INSTRUÇÕES E REQUISITOS: No trecho do texto sobre o Irã, o que fez o policial quando o manifestante isolado se negou a sair do lugar?

TRECHO DO TEXTO:

>>>

|
Texto Anterior | Próximo Texto | Índice
+ autores
Irã em decomposição
Pressão social e por abertura política inspirada na revolução de 1979 torna inevitável o declínio de Ahmadinejad
SLAVOJ ZIZEK
COLUNISTA DA FOLHA
Q
uando um regime
autoritário se
aproxima de sua
crise final, sua dissolução, via de regra, se dá em dois passos.
Antes de seu desabamento
de fato, ocorre uma ruptura
misteriosa: de repente, as pessoas sabem que o jogo já chegou ao fim e simplesmente deixam de sentir medo. Não é apenas que o regime perde sua legitimidade, mas seu próprio
exercício do poder é visto como
reação importante de pânico.
Em "Shah of Shahs" [Xá dos
Xás], um relato clássico da revolução de Khomeini, Ryszard
Kapuscinski localizou o momento preciso dessa ruptura:
numa encruzilhada em Teerã,
um manifestante isolado se negou a sair do lugar quando um
policial lhe ordenou aos gritos
que saísse. O policial, constrangido, simplesmente se afastou.

<<<

INFORMAÇÕES FORNECIDAS:
>>>

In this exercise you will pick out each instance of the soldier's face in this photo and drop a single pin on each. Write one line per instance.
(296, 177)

<<<

RESPOSTA AO PROBLEMA: Constrangido, o policial simplesmente se afastou.